§ STATED EXERCISE:
Print every row below word for word, but leave the pictures out.
______
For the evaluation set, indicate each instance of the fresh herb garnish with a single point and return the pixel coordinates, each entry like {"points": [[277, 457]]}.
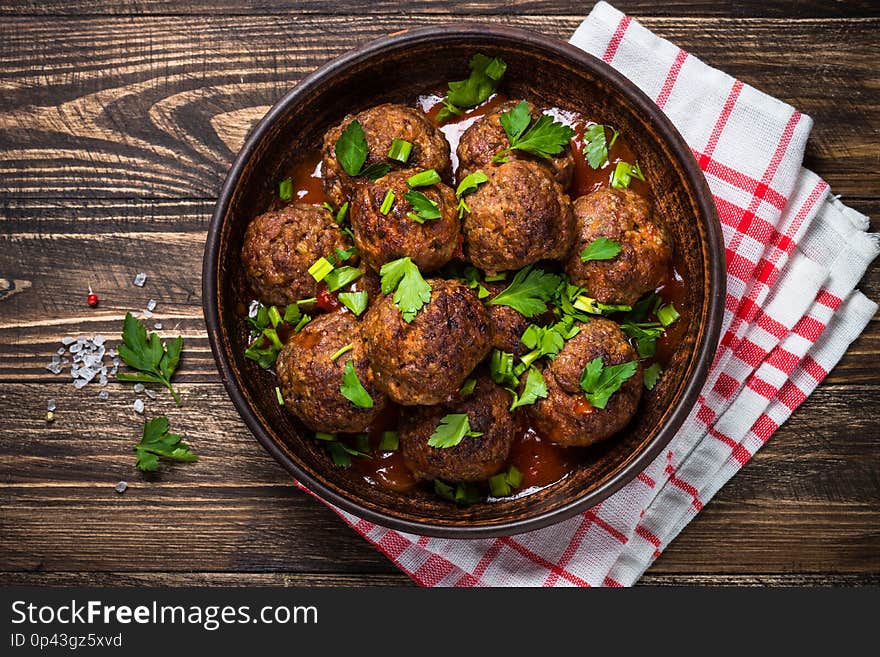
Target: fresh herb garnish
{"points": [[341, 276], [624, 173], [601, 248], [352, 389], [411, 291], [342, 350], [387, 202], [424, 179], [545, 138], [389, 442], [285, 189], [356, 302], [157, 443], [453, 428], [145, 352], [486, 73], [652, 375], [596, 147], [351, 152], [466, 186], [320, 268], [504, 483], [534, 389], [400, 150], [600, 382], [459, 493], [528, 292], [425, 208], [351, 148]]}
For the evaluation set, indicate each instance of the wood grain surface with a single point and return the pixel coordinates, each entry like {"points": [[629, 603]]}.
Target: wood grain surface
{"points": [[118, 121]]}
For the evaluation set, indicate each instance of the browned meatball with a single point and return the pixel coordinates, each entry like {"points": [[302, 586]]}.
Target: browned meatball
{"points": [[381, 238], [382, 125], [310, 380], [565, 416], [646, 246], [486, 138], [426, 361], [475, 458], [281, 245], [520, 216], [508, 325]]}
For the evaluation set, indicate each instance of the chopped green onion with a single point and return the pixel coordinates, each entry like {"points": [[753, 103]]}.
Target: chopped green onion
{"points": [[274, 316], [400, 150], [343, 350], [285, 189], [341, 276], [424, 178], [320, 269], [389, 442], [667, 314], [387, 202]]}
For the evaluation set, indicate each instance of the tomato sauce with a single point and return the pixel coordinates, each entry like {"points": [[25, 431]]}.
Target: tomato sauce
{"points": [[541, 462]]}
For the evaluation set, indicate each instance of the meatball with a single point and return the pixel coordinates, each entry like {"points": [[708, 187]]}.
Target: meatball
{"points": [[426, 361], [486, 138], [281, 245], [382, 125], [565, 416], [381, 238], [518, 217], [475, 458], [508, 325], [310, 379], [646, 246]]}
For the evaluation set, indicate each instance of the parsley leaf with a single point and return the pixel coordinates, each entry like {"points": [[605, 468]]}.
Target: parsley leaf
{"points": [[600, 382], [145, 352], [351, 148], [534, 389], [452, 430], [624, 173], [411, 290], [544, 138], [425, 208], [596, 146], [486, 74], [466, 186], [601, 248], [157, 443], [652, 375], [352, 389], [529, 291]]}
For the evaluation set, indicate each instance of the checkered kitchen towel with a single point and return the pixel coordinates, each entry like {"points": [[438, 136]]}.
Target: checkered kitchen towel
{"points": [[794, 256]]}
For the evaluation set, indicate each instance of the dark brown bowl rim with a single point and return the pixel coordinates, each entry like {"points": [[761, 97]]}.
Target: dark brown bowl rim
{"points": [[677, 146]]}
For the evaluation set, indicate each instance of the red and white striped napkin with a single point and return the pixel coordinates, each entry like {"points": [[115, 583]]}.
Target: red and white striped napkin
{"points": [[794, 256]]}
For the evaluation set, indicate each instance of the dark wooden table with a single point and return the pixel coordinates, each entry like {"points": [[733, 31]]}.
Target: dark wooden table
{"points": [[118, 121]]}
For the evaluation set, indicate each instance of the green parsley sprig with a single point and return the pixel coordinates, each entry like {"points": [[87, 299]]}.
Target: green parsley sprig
______
§ FINAL ANSWER:
For the evaluation set, indicate each instance of the fresh herb garnish with a single point and return the pixel coordinates, each entry like {"points": [[277, 457]]}.
Target: fresh herb garnish
{"points": [[341, 276], [624, 173], [601, 248], [352, 389], [411, 291], [342, 350], [387, 202], [424, 179], [545, 138], [389, 442], [285, 189], [356, 302], [157, 443], [453, 428], [145, 352], [486, 73], [652, 375], [596, 147], [351, 152], [466, 186], [320, 268], [504, 483], [534, 389], [400, 150], [600, 382], [459, 493], [528, 292], [425, 208], [351, 148]]}
For the evaluation set, indicate each instance of the wood grain surface with a single point and return the pixel coordinates, each entry like {"points": [[629, 603]]}.
Target: wood grain surface
{"points": [[118, 121]]}
For the evaluation set, indicate each instance of the browned meatball with a single point and return the pixel coordinates, each entry like {"points": [[302, 586]]}.
Target: browned meatball
{"points": [[381, 238], [382, 125], [310, 380], [565, 416], [646, 246], [486, 138], [426, 361], [475, 458], [281, 245], [520, 216], [508, 325]]}
For the evaluation set, indicate each instance of the chopped green onion with a single point and return the pixel coordinates, each entry like {"points": [[753, 103]]}.
Target: chopped green onion
{"points": [[274, 316], [400, 150], [343, 350], [285, 189], [341, 276], [424, 178], [320, 269], [389, 442], [667, 314], [387, 202]]}
For the evaluation set, indicate each instance of the tomato sauce with a single point and return the pixel coordinates, each entry like {"points": [[25, 431]]}.
Target: tomato sauce
{"points": [[541, 462]]}
For the evaluation set, indicate each instance of the meatball with a single point and return the pixel coordinates, each entry like {"points": [[708, 187]]}.
Target: meatball
{"points": [[426, 361], [486, 138], [281, 245], [382, 125], [565, 416], [381, 238], [518, 217], [475, 458], [508, 325], [310, 379], [646, 246]]}
For the evaluation set, indicate each instance of the parsley leaf with a single point and return the pixel coordinates, each entry like {"points": [[605, 468]]}.
Target: parsley leaf
{"points": [[600, 382], [145, 352], [351, 148], [534, 389], [452, 430], [624, 173], [411, 290], [544, 138], [425, 208], [596, 146], [486, 74], [466, 186], [601, 248], [157, 443], [652, 375], [352, 389], [529, 291]]}
For the evaluation set, indicate each instance of the checkered kitchen towel with a single point and return the pixel coordinates, each entry like {"points": [[438, 136]]}.
Target: checkered kitchen towel
{"points": [[794, 256]]}
For the evaluation set, indicate each instance of the dark brown bowl rim with a single point and return the pixel coordinates, each entry like {"points": [[761, 97]]}.
Target: dark brown bowl rim
{"points": [[677, 146]]}
For the evaluation set, indicate each instance of the red and white striped napkin with a single point and return the pixel coordinates, each entry like {"points": [[115, 583]]}.
Target: red and white striped napkin
{"points": [[794, 256]]}
For the evaluation set, indicate each instance of the dark wooden table with a single point and return the pixel coordinates, each entry like {"points": [[733, 31]]}.
Target: dark wooden table
{"points": [[118, 121]]}
For the evaluation set, indicate each instance of the green parsley sprig with a single point and return the pixel coordinates, each entry like {"points": [[87, 299]]}.
Target: green parsley sprig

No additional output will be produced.